SUPPLIED ENTRIES =
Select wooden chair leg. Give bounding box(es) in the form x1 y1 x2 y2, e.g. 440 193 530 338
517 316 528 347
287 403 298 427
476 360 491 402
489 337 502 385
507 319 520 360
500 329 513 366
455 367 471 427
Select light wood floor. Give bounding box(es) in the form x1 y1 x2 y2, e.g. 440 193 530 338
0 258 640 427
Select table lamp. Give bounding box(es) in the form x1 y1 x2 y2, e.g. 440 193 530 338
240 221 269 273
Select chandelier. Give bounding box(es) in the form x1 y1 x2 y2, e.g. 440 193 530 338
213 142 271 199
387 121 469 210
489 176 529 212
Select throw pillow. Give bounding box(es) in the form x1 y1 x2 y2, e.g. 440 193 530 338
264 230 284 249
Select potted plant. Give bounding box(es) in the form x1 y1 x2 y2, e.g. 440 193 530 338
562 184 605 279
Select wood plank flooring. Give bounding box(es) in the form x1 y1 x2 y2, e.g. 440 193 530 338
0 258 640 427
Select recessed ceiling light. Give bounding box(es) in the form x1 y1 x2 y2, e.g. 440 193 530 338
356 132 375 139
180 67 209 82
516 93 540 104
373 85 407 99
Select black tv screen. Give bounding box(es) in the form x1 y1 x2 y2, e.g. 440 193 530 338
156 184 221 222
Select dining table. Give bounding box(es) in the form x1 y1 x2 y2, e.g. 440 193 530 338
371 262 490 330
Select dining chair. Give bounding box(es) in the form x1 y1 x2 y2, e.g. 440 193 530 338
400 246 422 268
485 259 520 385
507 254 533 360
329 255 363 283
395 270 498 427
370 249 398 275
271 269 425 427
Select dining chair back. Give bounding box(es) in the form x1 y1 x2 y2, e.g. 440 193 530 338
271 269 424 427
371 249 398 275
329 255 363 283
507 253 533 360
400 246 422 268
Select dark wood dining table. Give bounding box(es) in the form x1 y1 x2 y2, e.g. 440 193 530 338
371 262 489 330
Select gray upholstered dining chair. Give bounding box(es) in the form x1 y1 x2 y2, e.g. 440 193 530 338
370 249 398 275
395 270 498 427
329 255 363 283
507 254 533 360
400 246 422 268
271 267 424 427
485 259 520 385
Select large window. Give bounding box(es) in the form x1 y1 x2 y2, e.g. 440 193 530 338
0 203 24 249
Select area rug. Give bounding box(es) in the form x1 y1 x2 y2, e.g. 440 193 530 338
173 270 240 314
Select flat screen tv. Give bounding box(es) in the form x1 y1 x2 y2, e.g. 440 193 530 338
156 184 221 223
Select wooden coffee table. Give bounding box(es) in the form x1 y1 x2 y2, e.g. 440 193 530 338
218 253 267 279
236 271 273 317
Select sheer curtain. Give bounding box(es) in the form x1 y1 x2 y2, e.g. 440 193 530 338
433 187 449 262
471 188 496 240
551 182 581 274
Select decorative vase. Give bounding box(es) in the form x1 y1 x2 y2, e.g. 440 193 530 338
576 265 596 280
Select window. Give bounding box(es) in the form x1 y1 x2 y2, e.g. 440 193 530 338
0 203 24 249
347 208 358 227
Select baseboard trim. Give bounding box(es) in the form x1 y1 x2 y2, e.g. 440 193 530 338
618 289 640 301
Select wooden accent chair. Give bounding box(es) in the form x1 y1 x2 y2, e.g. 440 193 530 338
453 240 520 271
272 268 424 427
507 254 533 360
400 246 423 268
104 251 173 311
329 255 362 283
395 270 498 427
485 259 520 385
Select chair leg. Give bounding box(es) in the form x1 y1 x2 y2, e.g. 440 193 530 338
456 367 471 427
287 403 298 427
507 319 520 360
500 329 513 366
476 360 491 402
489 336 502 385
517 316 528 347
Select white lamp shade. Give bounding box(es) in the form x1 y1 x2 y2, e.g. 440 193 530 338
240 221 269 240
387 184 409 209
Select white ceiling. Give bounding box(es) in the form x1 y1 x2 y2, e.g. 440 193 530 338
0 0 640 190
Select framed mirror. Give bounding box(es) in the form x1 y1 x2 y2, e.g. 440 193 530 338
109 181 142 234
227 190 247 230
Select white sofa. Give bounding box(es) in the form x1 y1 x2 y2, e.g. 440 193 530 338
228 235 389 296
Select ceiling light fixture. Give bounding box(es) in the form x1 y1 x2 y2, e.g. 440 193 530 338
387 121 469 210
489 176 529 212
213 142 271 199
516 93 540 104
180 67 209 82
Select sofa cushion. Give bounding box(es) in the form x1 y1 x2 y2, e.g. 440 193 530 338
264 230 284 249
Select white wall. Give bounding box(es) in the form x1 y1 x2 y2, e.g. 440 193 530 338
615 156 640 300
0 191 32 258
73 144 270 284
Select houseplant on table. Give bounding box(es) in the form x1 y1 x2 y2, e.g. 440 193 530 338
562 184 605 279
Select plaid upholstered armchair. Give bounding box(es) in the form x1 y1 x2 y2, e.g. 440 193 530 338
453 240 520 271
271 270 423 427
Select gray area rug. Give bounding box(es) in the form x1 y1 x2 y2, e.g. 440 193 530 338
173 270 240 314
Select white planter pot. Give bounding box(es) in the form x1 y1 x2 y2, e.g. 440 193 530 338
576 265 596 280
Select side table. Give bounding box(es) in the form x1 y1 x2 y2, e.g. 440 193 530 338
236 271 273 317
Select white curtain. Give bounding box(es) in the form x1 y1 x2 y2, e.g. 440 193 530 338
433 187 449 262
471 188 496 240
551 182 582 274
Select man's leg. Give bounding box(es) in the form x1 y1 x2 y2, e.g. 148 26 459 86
...
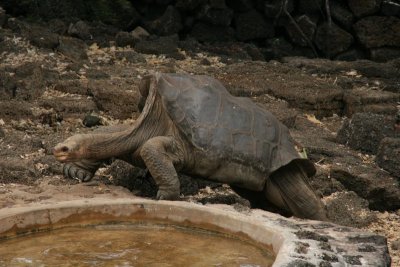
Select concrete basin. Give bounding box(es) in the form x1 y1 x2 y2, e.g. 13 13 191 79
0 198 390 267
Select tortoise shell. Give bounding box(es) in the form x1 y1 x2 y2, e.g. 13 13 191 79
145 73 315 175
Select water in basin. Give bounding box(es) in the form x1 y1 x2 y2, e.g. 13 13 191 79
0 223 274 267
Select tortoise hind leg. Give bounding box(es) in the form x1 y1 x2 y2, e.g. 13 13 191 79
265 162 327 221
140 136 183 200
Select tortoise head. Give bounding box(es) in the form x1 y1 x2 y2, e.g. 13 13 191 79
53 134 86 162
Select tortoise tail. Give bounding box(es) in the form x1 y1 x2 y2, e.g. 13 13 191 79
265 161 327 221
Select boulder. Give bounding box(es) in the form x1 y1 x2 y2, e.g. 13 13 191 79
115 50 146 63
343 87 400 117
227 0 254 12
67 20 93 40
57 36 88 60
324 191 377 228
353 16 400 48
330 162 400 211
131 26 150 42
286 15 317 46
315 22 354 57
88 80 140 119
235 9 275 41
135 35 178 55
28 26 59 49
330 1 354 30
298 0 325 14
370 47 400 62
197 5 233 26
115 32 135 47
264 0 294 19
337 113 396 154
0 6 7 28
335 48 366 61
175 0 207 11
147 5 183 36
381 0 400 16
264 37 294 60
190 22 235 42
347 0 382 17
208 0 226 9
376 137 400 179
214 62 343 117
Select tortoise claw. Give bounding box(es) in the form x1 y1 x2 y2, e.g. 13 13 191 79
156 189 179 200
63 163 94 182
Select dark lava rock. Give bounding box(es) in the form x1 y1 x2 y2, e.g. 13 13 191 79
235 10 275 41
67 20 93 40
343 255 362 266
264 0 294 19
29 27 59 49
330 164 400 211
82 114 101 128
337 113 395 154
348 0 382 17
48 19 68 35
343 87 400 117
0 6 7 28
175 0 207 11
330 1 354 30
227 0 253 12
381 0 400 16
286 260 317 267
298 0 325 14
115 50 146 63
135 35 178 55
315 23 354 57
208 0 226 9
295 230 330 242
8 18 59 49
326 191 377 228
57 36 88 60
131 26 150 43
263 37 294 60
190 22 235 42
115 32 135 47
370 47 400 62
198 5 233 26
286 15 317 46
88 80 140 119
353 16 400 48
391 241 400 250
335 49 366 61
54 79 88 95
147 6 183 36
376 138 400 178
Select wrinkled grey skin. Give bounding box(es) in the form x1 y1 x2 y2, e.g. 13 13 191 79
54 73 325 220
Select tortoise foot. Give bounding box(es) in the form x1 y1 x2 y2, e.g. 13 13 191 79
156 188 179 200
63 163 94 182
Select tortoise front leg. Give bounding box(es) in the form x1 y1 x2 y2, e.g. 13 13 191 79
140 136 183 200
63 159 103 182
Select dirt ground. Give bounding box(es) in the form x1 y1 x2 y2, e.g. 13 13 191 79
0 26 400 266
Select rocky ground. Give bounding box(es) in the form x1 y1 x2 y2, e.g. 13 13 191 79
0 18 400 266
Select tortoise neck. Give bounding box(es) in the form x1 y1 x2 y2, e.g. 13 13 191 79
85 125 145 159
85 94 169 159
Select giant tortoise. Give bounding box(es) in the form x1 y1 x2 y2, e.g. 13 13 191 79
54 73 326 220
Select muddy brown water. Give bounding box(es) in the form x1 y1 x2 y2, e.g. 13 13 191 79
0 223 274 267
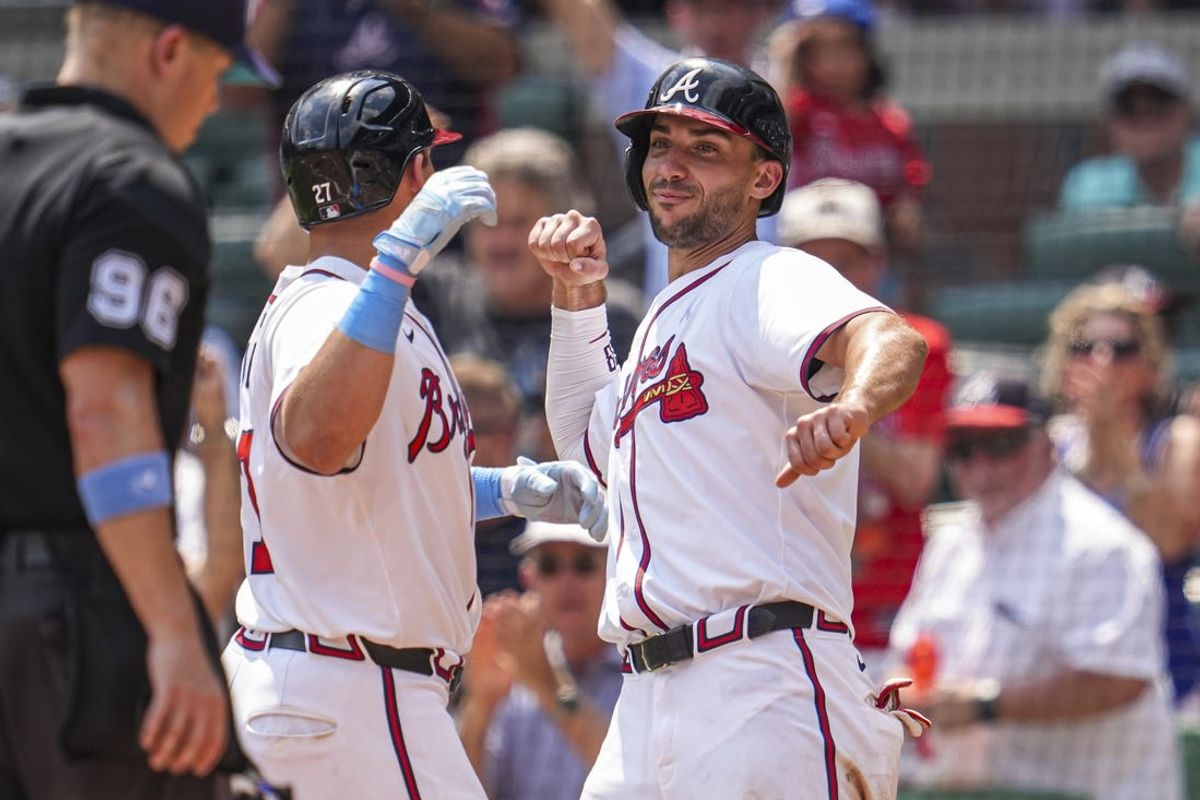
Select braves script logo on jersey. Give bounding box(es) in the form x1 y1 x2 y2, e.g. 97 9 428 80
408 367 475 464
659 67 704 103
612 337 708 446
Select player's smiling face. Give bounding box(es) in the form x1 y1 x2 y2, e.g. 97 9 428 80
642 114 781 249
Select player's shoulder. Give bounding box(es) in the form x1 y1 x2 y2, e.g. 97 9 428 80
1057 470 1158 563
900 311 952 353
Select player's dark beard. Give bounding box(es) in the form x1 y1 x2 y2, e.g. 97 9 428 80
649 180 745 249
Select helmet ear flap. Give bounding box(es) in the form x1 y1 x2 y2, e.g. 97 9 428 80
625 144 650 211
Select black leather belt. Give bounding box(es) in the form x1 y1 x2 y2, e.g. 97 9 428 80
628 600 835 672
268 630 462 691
---
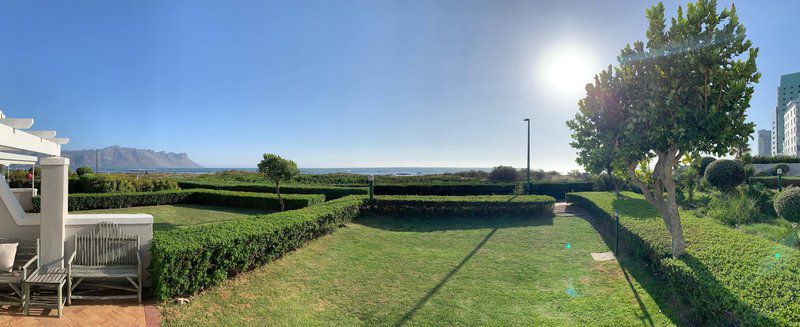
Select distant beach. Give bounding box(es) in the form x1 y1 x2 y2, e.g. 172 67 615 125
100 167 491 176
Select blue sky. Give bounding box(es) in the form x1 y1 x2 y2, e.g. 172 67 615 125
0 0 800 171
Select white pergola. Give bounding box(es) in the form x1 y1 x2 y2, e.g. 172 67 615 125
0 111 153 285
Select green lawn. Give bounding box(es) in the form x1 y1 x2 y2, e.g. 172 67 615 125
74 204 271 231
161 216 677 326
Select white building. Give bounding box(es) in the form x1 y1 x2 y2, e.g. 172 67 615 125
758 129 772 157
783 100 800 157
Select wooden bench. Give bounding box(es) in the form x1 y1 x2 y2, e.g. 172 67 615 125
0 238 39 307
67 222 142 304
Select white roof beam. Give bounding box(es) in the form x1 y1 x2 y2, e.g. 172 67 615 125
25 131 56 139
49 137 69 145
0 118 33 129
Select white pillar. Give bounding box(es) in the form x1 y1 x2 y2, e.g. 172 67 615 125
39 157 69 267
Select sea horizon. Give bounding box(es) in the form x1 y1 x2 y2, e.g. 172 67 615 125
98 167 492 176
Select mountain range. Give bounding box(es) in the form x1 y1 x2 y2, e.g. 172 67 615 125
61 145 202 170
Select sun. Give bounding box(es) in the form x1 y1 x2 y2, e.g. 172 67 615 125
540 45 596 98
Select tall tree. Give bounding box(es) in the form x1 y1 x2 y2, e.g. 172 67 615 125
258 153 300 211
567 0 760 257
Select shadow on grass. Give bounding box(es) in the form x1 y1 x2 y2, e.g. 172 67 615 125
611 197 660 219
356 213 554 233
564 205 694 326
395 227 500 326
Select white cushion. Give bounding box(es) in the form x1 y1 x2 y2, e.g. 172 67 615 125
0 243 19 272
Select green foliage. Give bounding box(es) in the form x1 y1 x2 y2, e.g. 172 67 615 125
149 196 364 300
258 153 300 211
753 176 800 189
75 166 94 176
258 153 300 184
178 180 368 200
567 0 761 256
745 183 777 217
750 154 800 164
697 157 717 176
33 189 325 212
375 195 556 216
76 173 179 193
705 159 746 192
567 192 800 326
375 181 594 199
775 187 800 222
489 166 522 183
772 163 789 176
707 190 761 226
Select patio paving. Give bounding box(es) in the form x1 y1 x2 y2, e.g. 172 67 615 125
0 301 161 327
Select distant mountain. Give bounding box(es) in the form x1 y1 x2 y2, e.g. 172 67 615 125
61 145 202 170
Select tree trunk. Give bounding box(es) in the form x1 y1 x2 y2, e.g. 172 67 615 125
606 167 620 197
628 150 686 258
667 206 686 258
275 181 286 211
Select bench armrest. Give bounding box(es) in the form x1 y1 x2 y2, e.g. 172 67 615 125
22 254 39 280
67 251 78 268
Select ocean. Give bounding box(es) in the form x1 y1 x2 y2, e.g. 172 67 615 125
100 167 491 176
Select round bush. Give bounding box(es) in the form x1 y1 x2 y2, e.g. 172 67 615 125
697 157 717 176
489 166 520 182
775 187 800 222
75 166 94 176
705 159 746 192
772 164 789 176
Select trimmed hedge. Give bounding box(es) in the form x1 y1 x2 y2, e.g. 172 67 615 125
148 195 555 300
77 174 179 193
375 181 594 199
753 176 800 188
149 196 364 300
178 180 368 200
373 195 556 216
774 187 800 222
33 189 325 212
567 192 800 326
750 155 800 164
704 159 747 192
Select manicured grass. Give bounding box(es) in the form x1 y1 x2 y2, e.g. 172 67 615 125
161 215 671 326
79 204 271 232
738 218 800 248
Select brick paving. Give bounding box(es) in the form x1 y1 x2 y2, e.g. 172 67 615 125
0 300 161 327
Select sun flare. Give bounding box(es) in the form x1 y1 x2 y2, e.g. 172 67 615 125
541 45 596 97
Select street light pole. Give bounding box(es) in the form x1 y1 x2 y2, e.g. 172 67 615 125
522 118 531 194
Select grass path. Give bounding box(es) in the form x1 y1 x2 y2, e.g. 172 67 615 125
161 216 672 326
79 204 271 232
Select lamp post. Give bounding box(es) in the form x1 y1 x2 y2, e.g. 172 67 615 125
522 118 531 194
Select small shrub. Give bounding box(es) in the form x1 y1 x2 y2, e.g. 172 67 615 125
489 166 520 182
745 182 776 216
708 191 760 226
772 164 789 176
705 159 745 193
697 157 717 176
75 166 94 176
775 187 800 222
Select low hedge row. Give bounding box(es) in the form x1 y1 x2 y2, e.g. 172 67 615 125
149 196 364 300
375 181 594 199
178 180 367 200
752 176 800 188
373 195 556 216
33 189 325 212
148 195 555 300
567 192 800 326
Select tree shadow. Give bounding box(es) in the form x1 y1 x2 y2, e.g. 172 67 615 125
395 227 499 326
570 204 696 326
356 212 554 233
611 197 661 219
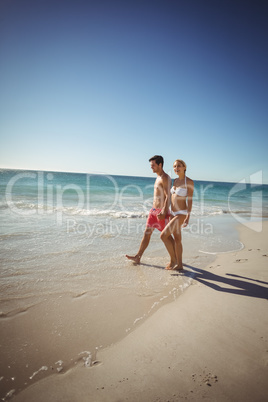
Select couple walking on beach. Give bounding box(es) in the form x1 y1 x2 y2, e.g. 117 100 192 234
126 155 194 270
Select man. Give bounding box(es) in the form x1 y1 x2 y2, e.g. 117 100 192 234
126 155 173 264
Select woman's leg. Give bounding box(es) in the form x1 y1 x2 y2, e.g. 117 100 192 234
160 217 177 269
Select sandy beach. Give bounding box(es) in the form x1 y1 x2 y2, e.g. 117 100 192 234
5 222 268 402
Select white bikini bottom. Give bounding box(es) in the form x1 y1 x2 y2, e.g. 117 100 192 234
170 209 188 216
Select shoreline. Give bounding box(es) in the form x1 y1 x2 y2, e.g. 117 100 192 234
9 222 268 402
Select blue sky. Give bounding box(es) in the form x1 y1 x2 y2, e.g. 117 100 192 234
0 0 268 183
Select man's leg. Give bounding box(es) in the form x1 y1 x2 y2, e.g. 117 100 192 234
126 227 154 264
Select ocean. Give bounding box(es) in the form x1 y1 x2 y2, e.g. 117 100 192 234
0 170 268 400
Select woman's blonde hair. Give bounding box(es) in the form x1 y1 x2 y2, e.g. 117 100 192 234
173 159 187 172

WORK TO BE COMPLETED = Report every line in the entries above that contains the word "paving", copying each matching line in full. The match is case-sensitive.

FINAL RESULT =
Select patio paving. Give bounding box(es) in the form x1 y1 x2 y2, e.g. 172 67 615 125
Select brick paving. Give bounding box(es) in the form x1 y1 x2 y2, e.g. 172 67 615 125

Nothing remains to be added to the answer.